_TASK INSTRUCTIONS_
Change "field tally" to "survey count" in the data starting at the line that contains "of the shoreline" and ending at the end of the data, leaving everything else as it is. Return only those lines.

====================

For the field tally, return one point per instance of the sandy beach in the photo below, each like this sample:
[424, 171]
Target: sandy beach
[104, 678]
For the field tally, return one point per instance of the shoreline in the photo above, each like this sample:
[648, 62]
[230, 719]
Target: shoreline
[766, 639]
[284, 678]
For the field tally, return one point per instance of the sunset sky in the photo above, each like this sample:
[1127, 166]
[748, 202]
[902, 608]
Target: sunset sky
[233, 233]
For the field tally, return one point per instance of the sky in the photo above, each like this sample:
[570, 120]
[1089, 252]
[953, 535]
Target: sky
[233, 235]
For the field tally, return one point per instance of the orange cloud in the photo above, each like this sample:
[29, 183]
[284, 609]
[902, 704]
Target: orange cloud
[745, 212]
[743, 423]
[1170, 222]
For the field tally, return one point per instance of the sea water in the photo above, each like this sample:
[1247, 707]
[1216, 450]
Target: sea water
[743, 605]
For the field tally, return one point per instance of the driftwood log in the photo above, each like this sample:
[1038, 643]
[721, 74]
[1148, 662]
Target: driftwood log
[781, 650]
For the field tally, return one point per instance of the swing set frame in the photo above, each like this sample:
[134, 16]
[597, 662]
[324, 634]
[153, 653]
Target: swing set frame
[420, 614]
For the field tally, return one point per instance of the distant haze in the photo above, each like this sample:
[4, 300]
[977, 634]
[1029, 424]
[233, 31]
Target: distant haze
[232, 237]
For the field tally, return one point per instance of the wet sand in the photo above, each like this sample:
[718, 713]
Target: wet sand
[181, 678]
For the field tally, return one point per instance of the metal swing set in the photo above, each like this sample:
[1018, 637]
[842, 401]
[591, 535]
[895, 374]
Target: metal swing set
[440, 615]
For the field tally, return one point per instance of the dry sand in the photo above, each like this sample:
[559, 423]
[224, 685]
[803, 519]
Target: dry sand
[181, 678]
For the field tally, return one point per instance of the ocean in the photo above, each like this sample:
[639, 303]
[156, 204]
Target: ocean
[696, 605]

====================

_FINISHED EXERCISE_
For the survey count, return one point per instance of the shoreline in the photo above, each like this sample:
[648, 62]
[230, 719]
Target: shoreline
[766, 639]
[284, 678]
For the survey count, return one point per instance of the sunset sky in the photo above, each like this sample:
[1127, 166]
[748, 202]
[902, 608]
Target: sunset sky
[233, 233]
For the survey count, return one point per instance of the sky in the photo above, each like this sample:
[570, 120]
[1089, 252]
[953, 535]
Target: sky
[233, 235]
For the survey count, return one point per instance of the orange cloud in the photo above, each like this sample:
[29, 183]
[284, 609]
[902, 704]
Target: orange cloud
[745, 212]
[743, 423]
[1170, 222]
For the survey count, return one point per instance of the sea water in the photo above, each like this sample:
[1247, 707]
[1216, 450]
Target: sea water
[743, 605]
For the survey count, return one point per instance of the driftwood log in the photo above, each like this sample:
[1038, 643]
[721, 74]
[1148, 662]
Target: driftwood log
[781, 650]
For the survey count, return one point per instance of the swing set frame in the photo above, each like this sample:
[134, 16]
[597, 662]
[324, 634]
[153, 653]
Target: swing set frame
[420, 614]
For the survey count, return one point per instance of the distant haze in the photo above, each like this sample:
[4, 300]
[977, 634]
[1029, 424]
[233, 31]
Target: distant haze
[232, 237]
For the survey count, return one point per instance of the wet sand in the photo above, each like this sample:
[718, 713]
Target: wet sand
[181, 678]
For the survey count, return one point per instance of the metal swing set in the photo above, each like this sample:
[1018, 637]
[842, 401]
[591, 535]
[895, 374]
Target: metal swing set
[440, 615]
For the survey count, return one point per instance of the dry sand in the photo above, each like this sample:
[559, 423]
[224, 685]
[803, 519]
Target: dry sand
[181, 678]
For the survey count, return one point per instance of the ocean in the photo above, each like this sample:
[639, 303]
[156, 204]
Target: ocean
[696, 605]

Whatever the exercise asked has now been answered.